◆ **STATED PROBLEM**
Count the lines in the records below that contain the string "handle", with uppercase and lowercase treated as different. Give only the number.

◆ **SUPPLIED INFORMATION**
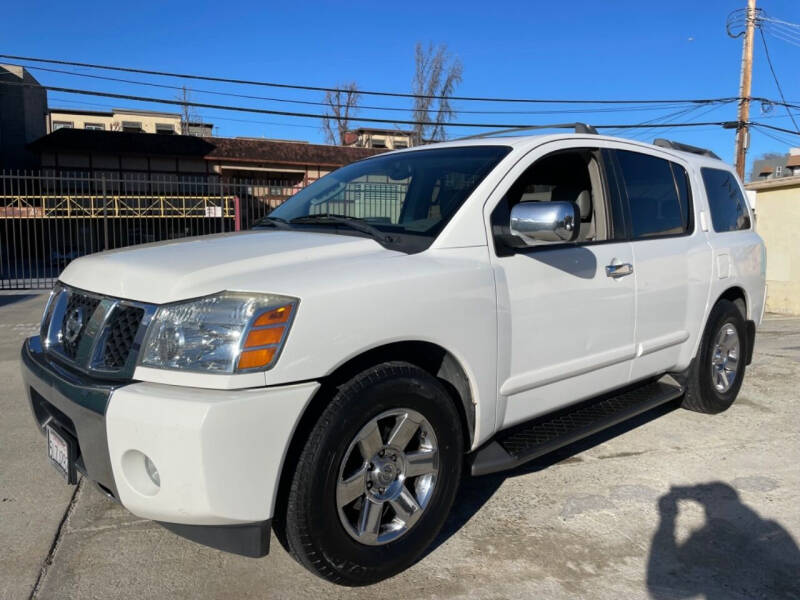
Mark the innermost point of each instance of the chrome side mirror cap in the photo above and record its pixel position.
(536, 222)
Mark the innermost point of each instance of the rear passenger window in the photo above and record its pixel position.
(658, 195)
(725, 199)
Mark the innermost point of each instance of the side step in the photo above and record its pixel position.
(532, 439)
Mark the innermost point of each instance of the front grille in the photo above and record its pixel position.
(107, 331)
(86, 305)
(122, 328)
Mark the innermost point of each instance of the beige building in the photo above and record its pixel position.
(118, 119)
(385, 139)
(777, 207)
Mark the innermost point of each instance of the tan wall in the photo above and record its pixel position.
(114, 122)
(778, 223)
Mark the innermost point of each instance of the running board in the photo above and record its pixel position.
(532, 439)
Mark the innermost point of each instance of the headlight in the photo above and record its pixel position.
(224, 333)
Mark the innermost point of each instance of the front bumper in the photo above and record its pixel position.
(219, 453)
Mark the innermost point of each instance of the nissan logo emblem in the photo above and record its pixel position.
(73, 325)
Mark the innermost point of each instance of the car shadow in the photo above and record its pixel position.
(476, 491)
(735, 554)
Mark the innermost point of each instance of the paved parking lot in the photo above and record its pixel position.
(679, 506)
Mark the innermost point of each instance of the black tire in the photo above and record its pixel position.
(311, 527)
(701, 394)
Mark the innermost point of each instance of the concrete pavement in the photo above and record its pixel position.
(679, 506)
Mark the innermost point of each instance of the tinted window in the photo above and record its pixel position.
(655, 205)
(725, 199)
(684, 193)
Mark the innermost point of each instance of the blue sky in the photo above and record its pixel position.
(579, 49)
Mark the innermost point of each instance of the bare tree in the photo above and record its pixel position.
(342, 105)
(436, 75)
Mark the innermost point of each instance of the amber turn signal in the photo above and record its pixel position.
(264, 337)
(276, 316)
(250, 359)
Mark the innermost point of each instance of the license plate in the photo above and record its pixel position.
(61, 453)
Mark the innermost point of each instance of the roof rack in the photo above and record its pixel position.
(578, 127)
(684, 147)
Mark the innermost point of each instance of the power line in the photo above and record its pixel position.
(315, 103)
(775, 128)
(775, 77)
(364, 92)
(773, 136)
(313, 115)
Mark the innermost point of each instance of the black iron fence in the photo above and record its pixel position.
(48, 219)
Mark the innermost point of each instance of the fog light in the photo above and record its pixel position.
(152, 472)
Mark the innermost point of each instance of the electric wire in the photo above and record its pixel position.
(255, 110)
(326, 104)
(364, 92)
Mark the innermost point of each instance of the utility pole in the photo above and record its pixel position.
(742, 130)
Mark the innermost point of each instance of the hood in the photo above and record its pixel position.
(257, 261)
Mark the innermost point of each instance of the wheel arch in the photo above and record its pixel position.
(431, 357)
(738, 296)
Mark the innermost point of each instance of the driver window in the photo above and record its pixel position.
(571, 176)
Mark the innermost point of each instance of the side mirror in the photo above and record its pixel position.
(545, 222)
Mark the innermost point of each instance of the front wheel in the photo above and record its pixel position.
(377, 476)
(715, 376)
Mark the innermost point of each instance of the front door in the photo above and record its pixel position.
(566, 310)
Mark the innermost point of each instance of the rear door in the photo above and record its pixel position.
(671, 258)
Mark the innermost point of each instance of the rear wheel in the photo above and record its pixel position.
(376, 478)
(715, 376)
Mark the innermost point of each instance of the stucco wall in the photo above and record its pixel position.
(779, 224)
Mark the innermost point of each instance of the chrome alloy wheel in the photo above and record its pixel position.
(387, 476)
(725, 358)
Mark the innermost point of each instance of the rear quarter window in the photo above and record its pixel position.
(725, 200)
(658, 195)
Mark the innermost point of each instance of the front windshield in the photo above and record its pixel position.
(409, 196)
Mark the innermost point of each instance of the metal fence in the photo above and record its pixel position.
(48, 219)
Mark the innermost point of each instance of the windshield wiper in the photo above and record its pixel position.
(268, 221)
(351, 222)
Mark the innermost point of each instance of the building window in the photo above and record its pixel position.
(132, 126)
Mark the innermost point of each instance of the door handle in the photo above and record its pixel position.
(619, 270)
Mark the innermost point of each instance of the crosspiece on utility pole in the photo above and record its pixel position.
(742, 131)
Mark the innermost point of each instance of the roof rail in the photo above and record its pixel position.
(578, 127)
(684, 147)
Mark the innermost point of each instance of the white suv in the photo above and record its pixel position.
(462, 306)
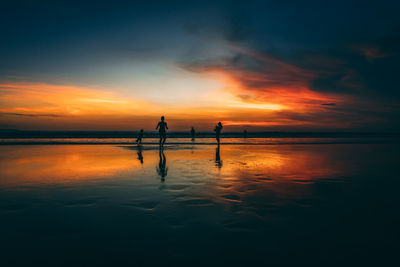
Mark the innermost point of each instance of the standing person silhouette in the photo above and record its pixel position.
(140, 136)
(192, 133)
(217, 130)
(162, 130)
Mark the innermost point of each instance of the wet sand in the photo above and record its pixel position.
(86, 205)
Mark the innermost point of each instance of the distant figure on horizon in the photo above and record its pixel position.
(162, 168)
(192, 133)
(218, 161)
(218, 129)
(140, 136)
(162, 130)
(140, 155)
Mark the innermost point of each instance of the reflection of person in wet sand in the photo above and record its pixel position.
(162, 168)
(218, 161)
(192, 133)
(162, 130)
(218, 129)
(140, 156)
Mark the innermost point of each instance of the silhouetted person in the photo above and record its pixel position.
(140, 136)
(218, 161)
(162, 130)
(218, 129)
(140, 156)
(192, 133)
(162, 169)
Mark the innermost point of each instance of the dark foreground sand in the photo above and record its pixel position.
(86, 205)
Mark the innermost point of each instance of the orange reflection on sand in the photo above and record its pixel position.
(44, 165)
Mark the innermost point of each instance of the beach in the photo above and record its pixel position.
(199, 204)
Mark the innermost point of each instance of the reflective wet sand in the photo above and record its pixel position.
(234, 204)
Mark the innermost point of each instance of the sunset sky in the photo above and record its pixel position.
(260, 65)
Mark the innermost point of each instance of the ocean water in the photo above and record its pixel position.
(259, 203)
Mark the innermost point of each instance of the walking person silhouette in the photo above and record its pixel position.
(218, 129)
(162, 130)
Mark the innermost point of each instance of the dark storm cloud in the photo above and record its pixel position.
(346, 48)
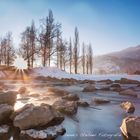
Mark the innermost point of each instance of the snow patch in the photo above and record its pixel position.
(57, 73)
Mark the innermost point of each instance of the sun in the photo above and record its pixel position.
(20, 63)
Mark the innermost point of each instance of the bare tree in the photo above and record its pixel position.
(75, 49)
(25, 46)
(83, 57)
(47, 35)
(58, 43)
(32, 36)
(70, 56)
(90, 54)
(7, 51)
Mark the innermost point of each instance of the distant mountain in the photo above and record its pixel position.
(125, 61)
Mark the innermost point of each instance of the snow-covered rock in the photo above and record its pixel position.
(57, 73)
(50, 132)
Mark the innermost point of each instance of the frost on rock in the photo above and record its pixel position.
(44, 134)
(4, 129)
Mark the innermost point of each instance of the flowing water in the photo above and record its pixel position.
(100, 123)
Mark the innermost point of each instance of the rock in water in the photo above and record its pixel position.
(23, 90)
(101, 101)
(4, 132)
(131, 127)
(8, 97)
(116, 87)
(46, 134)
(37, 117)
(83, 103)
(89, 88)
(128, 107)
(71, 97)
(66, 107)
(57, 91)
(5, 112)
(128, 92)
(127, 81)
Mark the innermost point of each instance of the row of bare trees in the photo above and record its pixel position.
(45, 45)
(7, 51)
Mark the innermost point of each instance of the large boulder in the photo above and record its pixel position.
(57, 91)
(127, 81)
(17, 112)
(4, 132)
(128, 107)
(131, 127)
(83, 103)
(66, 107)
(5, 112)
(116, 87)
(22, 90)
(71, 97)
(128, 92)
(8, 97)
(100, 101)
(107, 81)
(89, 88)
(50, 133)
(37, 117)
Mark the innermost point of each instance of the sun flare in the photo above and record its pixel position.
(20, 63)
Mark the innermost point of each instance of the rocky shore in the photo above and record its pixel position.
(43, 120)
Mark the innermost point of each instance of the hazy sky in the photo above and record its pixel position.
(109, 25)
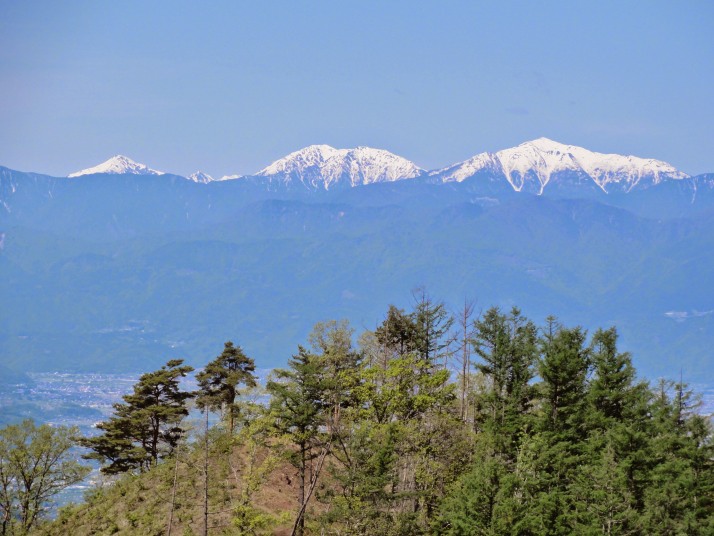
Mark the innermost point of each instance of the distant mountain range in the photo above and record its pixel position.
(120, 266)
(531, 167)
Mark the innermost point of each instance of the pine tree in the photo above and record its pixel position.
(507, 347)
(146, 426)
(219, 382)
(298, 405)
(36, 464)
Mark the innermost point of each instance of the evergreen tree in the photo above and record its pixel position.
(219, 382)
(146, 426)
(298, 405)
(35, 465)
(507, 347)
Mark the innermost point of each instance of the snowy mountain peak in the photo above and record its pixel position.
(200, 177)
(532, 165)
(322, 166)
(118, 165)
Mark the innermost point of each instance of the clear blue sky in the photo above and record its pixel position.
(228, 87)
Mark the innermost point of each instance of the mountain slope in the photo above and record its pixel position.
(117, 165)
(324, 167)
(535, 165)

* * *

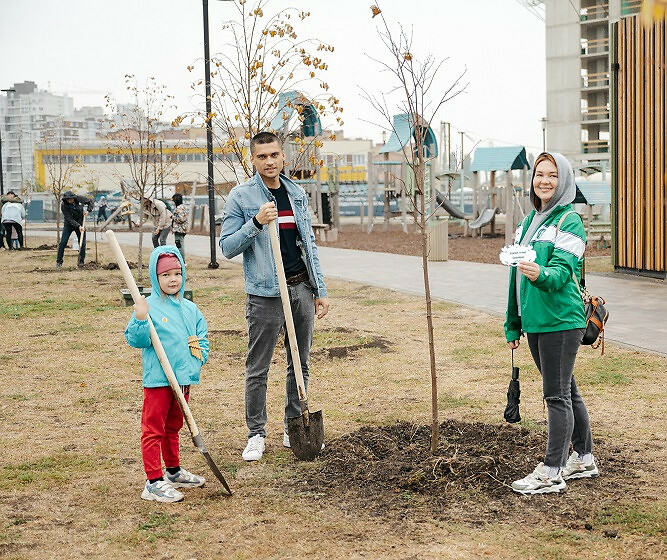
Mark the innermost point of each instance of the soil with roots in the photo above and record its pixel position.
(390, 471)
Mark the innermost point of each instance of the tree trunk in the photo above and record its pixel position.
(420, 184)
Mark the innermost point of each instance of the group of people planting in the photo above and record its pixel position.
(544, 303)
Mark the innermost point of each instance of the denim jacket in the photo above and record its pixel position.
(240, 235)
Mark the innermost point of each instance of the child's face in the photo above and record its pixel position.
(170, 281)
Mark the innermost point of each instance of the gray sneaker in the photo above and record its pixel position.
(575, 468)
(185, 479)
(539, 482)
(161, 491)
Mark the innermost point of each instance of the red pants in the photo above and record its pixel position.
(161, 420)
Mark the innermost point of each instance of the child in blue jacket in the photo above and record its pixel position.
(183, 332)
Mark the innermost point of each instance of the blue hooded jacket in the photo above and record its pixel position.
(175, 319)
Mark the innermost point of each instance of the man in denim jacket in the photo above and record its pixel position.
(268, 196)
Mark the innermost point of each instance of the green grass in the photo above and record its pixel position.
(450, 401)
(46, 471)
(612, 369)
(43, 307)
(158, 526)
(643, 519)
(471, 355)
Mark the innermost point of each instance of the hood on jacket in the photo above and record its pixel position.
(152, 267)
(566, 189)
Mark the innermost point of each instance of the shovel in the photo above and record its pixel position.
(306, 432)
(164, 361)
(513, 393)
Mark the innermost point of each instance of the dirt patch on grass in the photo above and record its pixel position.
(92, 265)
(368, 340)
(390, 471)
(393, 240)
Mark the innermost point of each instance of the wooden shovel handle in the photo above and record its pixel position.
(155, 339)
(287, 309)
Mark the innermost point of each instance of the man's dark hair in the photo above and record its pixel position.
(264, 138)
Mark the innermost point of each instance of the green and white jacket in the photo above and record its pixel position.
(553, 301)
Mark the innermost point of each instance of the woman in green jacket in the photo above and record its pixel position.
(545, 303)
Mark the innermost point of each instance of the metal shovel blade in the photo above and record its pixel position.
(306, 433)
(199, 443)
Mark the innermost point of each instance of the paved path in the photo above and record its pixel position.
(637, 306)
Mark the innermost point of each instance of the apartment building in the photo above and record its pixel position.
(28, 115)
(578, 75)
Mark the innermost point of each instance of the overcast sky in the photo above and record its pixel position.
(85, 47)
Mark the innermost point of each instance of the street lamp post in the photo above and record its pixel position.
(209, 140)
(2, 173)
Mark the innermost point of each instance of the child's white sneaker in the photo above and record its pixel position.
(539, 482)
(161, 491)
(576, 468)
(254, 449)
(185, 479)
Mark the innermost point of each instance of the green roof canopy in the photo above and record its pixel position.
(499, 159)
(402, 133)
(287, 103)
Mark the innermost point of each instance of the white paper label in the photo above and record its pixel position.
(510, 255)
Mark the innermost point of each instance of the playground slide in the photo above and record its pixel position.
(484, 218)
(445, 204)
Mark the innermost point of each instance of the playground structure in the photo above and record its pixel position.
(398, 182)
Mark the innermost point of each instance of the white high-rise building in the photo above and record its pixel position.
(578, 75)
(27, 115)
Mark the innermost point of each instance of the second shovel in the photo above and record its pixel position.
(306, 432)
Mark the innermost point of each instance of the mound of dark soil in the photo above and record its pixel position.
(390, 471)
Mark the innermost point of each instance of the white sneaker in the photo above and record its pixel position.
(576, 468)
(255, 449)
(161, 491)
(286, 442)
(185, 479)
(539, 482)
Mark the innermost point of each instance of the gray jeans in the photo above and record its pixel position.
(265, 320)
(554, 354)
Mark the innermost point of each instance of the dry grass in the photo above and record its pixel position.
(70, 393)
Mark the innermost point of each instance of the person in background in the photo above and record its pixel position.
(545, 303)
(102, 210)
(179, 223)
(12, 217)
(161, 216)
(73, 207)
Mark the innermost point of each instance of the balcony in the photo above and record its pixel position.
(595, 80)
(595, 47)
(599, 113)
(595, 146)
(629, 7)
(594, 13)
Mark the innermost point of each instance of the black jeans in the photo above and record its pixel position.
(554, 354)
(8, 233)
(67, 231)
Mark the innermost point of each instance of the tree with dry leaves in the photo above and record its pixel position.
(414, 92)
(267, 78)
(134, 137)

◆ **PROBLEM SOLUTION**
2